**Consegna**
Quali persone sono nominate nell'estratto sulle vendite di vigne in Borgogna? Elencale tutte.

**Estratto fornito**

Borgogna: eccovi le vigne di Paperone!14 min read

E’ non senza stupore che Meadows e Barzelay, nel loro recente “Burgundy Vintages: 1845-2015”, annotano quanto semplici e apparentemente casuali fossero le vendite di vigne in Borgogna fino agli anni ’90, vista l’estrema competizione (e i prezzi) dei giorni attuali.

Passeggiando con Bernard Dugat-Py nella sua parcella di Fonteny (1er cru di Gevrey-Chambertin), il vigneron  raccontò di averla comperata nel 1992 avendone avuto notizia  da un semplice cartello con la scritta “Vigne à vendre” e un numero di telefono. Un colpo di telefono, una breve contrattazione, e la vigna era venduta. Ma oggi?

Anziché ricorrere ai consueti canali informali, si sarebbero subito contattati brokers e dirigenti di banche di investimento, che avrebbero immediatamente coinvolto gli acquirenti potenziali più ricchi, scatenando una vera e propria asta.

Racconta Jean-Louis Amiot, proprietario del Domaine Pierre Amiot e presidente dell’organismo di difesa e gestione dell’AOC Morey-Saint-Denis, che i vignerons di Morey appresero della vendita del Clos des Lambrays (grand cru di quel territorio) solo a vendita già effettuata. Avrebbero ben voluto essere coinvolti al tavolo delle trattative, ma nessuno di essi avrebbe potuto in alcun caso competere con la potenza di fuoco di Bernard Arnault e della LVMH (gruppo Vuitton).

**Record presentati**
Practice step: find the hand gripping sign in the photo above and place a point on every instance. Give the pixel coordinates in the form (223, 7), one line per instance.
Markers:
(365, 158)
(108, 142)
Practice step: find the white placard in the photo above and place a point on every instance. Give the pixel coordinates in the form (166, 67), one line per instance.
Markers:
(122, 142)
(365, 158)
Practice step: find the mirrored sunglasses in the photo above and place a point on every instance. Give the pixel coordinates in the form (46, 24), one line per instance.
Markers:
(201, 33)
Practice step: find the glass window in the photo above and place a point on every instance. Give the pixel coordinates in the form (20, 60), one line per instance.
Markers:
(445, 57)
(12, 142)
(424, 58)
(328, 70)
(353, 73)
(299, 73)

**Risposta finale**
- Meadows
- Barzelay
- Bernard Dugat-Py
- Jean-Louis Amiot
- Bernard Arnault